Passage to read start

In Minor Keys


The Venice Biennale opens on the 9th of May. How to go, how long to stay, and why the city is as much the point as the art

The Venice Biennale is the largest and oldest contemporary art exhibition in the world — 131 years old, held every two years in the city least suited and most suited to it simultaneously. Least suited because Venice is already almost too much: a city so dense with centuries of accumulated beauty that adding the full force of contemporary international art to it risks producing an experience that exceeds the capacity of any single nervous system to process. Most suited because Venice, which has been absorbing the art of the world since the Byzantine Empire was a going concern, absorbs it still with the equanimity of a place that has been the centre of things for so long that nothing, including FKA Twigs performing in a garden attached to the Holy See pavilion, constitutes a genuine surprise.

The 61st International Art Exhibition opens on May 9th and runs until November 22nd. The theme is In Minor Keys — a curatorial concept developed by Koyo Kouoh, the Cameroonian curator and executive director of the Zeitz Museum of Contemporary Art Africa in Cape Town, who was appointed to lead the exhibition in 2024 and who died unexpectedly on May 10th, 2025, ten days before she was due to present her vision to the world. The Biennale, with the full support of her family, is proceeding with her plans intact — realised by a team of five advisors whom Kouoh herself had appointed and who spent the final months of her life working with her in Dakar at the RAW Material Company, the cultural centre she had founded. The curatorial text she sent to the Biennale president in April 2025 reads, in part, as an instruction to slow down: to “shift to a slower gear and tune in to the frequencies of the minor keys. Because, though often lost in the anxious cacophony of the present chaos raging through the world, the music continues.”

This is the context in which the 2026 Biennale arrives: a posthumous exhibition, realised by the people who knew the curator’s intentions most intimately, with a theme about listening rather than announcing — about the small and persistent frequencies rather than the grand gesture. As a framework for a Venice summer, it is the right one.

The art, which is the subject of a separate piece, is not the subject of this one. The subject of this piece is the logistical and experiential intelligence of the Biennale as a travel proposition: when to go, how long to stay, where to sleep, how to eat, and how to structure the days so that the experience is expansive rather than exhausting.


The shape of the Biennale

The Biennale has three distinct components, and understanding their geography before you arrive makes the navigation significantly easier.

The Giardini — the public gardens at the eastern end of the city — contains the permanent national pavilions: the thirty-odd purpose-built structures that have housed the exhibitions of their respective countries since the Biennale’s earliest years. The buildings themselves are worth attention independent of what is inside them — the Finnish pavilion by Alvar Aalto, the British pavilion that has the quality of a very serious greenhouse, the Venezuelan pavilion by Carlo Scarpa. The Giardini is about a twenty-minute walk from the Rialto, slightly more from San Marco, and easily reachable by vaporetto from anywhere on the Grand Canal.

Passage to read end
Provided entries start

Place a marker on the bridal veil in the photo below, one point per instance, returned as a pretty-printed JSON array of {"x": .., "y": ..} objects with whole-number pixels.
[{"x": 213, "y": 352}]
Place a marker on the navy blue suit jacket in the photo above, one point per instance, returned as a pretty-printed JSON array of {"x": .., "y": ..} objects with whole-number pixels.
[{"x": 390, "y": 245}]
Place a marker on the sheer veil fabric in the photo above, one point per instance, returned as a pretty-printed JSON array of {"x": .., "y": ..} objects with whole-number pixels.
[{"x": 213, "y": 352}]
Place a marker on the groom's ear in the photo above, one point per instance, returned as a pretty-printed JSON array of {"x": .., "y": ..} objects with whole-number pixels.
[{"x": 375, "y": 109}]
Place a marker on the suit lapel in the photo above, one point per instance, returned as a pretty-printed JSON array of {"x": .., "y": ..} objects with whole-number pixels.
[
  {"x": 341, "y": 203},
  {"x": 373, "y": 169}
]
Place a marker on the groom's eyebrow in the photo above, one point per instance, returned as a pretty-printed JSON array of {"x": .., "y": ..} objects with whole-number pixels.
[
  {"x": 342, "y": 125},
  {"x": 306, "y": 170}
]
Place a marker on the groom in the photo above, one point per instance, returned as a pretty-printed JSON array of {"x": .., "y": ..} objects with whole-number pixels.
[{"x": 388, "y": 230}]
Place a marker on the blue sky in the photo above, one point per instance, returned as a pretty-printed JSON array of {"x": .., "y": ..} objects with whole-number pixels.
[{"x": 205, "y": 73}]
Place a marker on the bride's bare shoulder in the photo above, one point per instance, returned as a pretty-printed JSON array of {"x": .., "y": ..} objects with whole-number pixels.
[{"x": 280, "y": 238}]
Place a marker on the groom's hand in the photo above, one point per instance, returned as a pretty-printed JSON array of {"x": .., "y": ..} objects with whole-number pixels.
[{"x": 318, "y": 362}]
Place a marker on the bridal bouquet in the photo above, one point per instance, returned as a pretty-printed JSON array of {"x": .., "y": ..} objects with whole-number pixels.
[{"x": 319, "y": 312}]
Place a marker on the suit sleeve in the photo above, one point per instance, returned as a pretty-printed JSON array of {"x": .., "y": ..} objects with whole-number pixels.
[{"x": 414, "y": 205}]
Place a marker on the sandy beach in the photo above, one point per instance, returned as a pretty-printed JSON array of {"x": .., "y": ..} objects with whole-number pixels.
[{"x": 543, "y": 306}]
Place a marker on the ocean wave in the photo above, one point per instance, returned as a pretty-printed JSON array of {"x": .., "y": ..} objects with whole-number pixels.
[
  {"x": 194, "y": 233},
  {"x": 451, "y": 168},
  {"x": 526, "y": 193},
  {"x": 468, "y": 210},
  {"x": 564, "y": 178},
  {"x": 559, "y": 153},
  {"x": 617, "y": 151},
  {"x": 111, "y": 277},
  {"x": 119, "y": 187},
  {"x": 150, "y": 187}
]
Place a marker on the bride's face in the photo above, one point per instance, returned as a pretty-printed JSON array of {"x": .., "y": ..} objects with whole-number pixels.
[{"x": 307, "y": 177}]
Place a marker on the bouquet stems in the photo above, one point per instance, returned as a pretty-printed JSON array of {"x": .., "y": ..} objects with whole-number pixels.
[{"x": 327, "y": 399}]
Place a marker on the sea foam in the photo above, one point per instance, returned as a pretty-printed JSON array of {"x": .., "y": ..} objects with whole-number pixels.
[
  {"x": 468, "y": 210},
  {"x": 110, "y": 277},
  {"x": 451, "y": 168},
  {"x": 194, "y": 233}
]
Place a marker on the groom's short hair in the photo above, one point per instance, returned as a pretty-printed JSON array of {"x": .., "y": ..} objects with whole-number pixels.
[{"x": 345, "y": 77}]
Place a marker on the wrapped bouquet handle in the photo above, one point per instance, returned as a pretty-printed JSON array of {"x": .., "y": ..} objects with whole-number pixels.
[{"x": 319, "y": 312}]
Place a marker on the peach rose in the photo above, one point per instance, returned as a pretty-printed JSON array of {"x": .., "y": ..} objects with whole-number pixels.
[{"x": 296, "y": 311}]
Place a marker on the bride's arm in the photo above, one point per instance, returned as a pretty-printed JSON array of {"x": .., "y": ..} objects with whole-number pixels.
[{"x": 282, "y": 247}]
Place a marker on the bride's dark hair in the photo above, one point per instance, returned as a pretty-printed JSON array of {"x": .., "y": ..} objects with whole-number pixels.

Provided entries end

- Required actions
- 1) Answer these questions from the article about the Venice Biennale:
(a) On what dates does the 61st International Art Exhibition open and close?
(b) In which city and at which cultural center did Koyo Kouoh's advisors work with her during the final months of her life?
(c) Who designed the Venezuelan pavilion in the Giardini?
- 2) Return every line of the rows that contains the word "veil".

- Full solutions
- 1)
(a) It opens on May 9th and runs until November 22nd.
(b) In Dakar, at the RAW Material Company.
(c) Carlo Scarpa.

- 2)
Place a marker on the bridal veil in the photo below, one point per instance, returned as a pretty-printed JSON array of {"x": .., "y": ..} objects with whole-number pixels.
Place a marker on the sheer veil fabric in the photo above, one point per instance, returned as a pretty-printed JSON array of {"x": .., "y": ..} objects with whole-number pixels.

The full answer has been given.